Thanks to all for replies. I will play around a bit more and try out suggestions. Interestingly, I remember I tried to take code out of procedure, but it made no difference. Maybe instruction pairing cancels call/retn overhead in this code? But yes, macro can be really nice here :) Runs fast, but still looks nice :)

Anyway, I think it is true, that choosing the best algo is the most important in any optimization. It can make dramatic difference. And I became confused when I saw an example in C. Ever it is mistake, or some magic I dont understand. So if it is not a mistake, it would be interesting to get opinions why is it so much faster?

Say it is 5 characters length. Say alphabet is 62 symbols. He makes an array of 62^2 patterns with precalculated 2 last positions. Then increments 3 first positions, so 62^3 increments. Looks nice, BUT, if I understand it correctly, he is writing incremented symbol to all patterns in an array using loop, so it is 62^2 writes to that array for each increment. How all this makes it so much faster is beyond my understanding at this moment. Around 6 times (!) faster then my code.

On my PC this takes 328ms

mov ebx, 916132832  ;62^5
@@:
sub ebx, 1
jnz @B


Anything more takes longer. Especialy if it is a write to memory. Then it jums to 2000ms and more for this loop. But how to iterate less then 62^5 or do no memory writes I dont understand. Writer of C code claims 400ms for total running time producing 62^5 combinations.

As I said before, if someone is interested to analyze this situation :)

jj2007

I must admit I have not fully understood the logic and the expected output. An example might be helpful.

If it is just creating sequences like
AAAA
BBBB
CCCC
..

Pointing dataset excerpts:
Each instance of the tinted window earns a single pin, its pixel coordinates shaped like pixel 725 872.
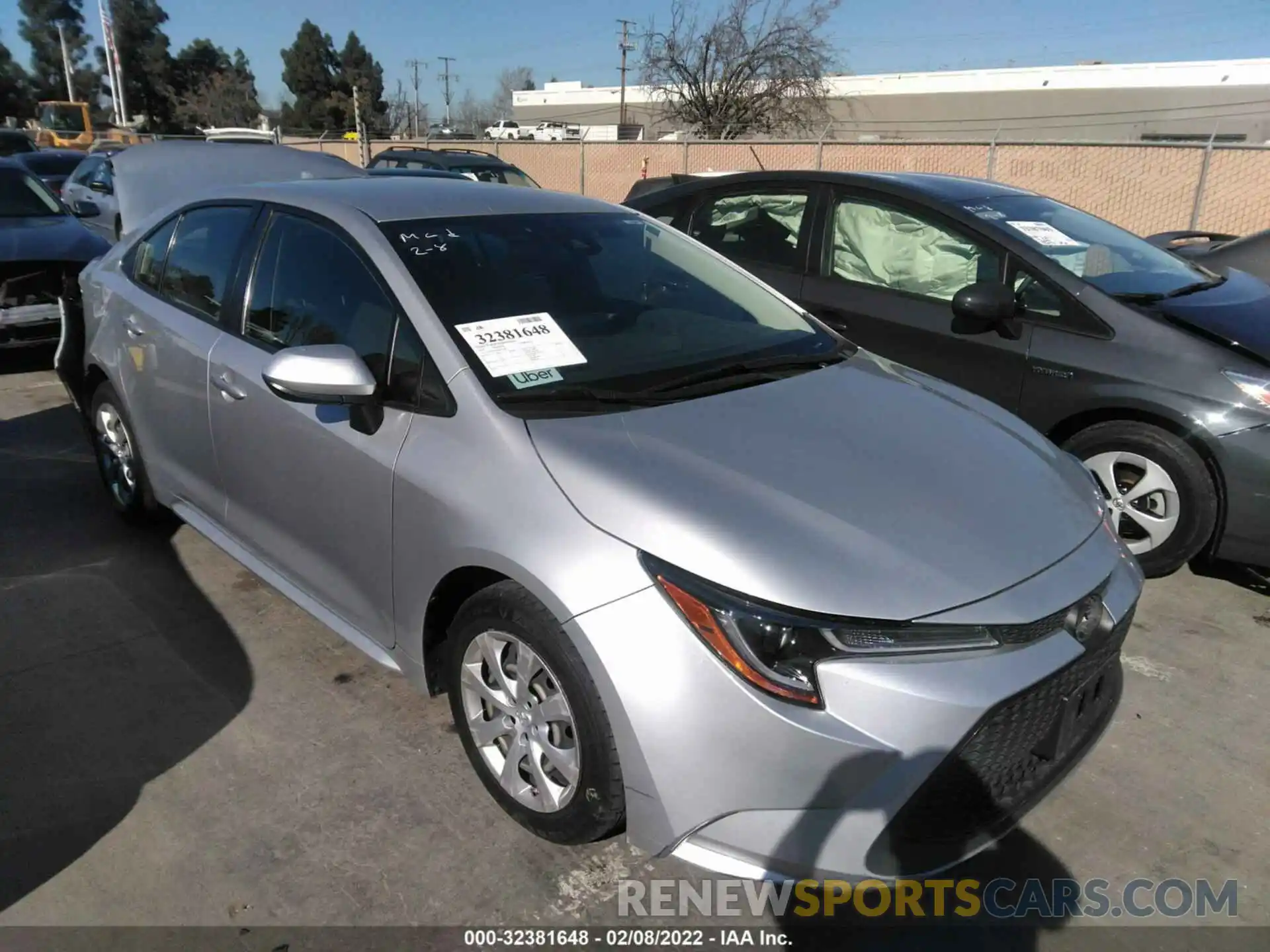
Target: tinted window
pixel 874 244
pixel 87 169
pixel 23 196
pixel 312 288
pixel 15 143
pixel 52 163
pixel 150 254
pixel 761 229
pixel 202 257
pixel 1108 257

Requests:
a – In the forum thread, what total running time does the writer of the C code claim for producing 62^5 combinations?
b – Reproduce the part of the forum thread that opens with the words containing "Thanks to all" and closes with "so much faster?".

Responses to the exercise:
a – 400ms.

b –
Thanks to all for replies. I will play around a bit more and try out suggestions. Interestingly, I remember I tried to take code out of procedure, but it made no difference. Maybe instruction pairing cancels call/retn overhead in this code? But yes, macro can be really nice here :) Runs fast, but still looks nice :)

Anyway, I think it is true, that choosing the best algo is the most important in any optimization. It can make dramatic difference. And I became confused when I saw an example in C. Ever it is mistake, or some magic I dont understand. So if it is not a mistake, it would be interesting to get opinions why is it so much faster?